» What to do:
Copy word for word the section of the grid computing text below that begins with the words containing "1.5 Virtual Mass" and ends with "its first step.".

» Text extract:
--------

There are some things that need to be address and to be discussed more precisely in the context of OGSA. The detailed discussion can be seen at [5]. Now we will discuss in a

short and comprehensive way about some of these issues. The first one is the problem of the availability. In the OGSA description, this issue is discussed but need more concentrations. The other problem of the scalability in terms of the implementation and deployment of the OGSA. Service integration within VOs and with each other is still a big problem in OGSA that need to be addressed. Security has a key concern in the distributed environment and need to be addressed more precisely. In short, [5] listed and explains the work to be needed in some areas of OGSA like availability, scalability, security, measurability, robustness etc.

1.4 WS- Resource Framework

Open Grid Services Infrastructure (OGSI) is a formal specification of the concepts, which are described by the OGSA. The Web Services Resource Framework (WSRF) has superseded OGSI. The goal of WSRF is to evolve the grid architecture so that it will be more clearly aligned with the general evolution of Web services. These specifications will allow the services to be based completely on standard Web services instead of defining a new type of grid service.

WS-Resource Framework addresses the problem of availability, scalability and security while OGSA lack of it [11]. The further study should be on the WS – Resource Framework.

1.5 Virtual Mass Storage System

Virtual Mass storage System (VMSS) [18,23] – a Grid project by the CIIT Wah Research wing [19] started and its main aim to share the free available resources for the huge storage of data like the other storage resources sharing project [20, 21] in its first step.

The idea is that there many storage spaces available on local area network (LAN) in the universities of Pakistan which can polled out via Grid technology in order to be shared among the interested users/clients. The prototype of this model was established and now a days the updated version of VMSS prototype is under progress as the first prototype was checked and subjected to some critical changes and improvement as system need

change while testing in the real time scenario. This is the current status of VMSS Project by CIIT Wah, Pakistan. The anatomy of the VMSS is the it consist of three main layers as follows:

• VMSS Server:

• An Index Server (like MCAT)

--------

» Items:
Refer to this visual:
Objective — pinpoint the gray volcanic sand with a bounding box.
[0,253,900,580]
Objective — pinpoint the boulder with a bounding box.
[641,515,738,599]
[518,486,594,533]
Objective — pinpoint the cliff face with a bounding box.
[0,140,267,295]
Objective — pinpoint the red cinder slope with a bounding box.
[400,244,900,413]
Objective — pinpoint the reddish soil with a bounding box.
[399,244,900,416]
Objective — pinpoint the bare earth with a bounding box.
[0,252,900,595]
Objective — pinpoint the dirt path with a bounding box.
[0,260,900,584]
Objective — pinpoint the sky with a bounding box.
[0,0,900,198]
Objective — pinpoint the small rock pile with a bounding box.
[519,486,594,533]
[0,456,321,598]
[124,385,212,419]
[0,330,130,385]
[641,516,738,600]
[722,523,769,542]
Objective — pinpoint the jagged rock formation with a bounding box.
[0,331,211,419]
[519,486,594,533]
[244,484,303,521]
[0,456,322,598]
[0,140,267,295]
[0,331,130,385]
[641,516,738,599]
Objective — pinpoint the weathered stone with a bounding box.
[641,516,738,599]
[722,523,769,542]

--------

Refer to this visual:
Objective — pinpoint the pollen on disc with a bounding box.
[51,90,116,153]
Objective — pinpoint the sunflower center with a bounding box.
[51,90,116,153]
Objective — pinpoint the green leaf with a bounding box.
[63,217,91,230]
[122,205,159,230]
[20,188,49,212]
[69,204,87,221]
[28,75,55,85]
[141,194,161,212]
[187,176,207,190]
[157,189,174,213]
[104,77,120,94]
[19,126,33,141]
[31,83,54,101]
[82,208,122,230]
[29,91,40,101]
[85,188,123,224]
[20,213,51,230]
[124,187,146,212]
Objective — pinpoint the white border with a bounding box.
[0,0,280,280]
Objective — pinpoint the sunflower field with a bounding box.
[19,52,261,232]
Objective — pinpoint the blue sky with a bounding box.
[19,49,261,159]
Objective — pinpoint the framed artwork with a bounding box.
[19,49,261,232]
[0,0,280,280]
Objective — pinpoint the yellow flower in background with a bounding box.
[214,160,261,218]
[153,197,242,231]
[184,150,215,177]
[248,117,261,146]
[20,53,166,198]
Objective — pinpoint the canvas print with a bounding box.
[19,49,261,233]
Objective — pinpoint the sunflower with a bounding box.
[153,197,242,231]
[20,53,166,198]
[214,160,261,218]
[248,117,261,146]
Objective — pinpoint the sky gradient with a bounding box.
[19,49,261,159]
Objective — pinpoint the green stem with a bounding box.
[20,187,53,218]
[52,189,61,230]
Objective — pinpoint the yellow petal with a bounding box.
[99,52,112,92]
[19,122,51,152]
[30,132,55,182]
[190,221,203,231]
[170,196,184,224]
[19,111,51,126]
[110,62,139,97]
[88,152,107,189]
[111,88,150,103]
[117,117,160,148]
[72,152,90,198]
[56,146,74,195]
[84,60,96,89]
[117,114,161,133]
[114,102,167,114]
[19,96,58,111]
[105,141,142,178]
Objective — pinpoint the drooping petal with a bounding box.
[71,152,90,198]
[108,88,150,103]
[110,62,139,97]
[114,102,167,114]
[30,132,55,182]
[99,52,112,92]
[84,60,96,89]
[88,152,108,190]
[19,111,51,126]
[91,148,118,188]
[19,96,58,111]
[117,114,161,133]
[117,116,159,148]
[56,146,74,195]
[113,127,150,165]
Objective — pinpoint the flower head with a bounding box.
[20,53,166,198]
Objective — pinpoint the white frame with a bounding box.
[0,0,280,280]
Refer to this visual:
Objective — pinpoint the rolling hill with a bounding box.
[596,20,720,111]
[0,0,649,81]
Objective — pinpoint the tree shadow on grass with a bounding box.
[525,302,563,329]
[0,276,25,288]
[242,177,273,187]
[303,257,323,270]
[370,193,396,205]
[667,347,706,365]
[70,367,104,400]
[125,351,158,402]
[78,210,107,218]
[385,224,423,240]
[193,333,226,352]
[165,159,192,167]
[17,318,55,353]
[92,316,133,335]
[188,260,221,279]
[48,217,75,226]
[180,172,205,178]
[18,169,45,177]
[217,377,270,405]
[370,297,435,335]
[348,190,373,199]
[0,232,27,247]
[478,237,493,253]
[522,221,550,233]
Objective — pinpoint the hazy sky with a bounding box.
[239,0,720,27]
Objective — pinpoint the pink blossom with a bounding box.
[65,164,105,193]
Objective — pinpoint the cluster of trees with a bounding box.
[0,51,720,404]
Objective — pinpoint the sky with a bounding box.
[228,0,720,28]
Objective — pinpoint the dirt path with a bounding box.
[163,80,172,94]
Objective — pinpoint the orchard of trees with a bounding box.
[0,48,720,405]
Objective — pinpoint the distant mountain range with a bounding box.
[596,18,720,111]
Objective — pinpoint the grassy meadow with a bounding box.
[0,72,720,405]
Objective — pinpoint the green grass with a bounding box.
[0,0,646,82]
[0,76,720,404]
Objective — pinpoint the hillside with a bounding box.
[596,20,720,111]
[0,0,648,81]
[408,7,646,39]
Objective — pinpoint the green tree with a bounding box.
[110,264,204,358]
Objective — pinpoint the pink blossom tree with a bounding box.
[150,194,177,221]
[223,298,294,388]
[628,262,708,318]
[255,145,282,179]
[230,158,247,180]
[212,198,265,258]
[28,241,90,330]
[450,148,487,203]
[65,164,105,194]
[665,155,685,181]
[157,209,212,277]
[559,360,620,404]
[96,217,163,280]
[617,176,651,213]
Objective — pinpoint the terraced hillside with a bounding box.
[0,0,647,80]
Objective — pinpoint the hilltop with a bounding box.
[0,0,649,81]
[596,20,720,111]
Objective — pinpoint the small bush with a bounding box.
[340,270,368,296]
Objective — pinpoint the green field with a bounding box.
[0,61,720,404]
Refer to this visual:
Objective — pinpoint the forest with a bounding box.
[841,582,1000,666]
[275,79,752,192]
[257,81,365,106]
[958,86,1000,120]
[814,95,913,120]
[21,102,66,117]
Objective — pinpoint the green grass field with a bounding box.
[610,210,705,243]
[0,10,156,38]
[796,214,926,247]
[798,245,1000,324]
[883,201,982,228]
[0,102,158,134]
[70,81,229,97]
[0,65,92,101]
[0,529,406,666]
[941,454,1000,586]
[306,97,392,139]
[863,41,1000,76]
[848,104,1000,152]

--------

» Exercise output:
1.5 Virtual Mass Storage System

Virtual Mass storage System (VMSS) [18,23] – a Grid project by the CIIT Wah Research wing [19] started and its main aim to share the free available resources for the huge storage of data like the other storage resources sharing project [20, 21] in its first step.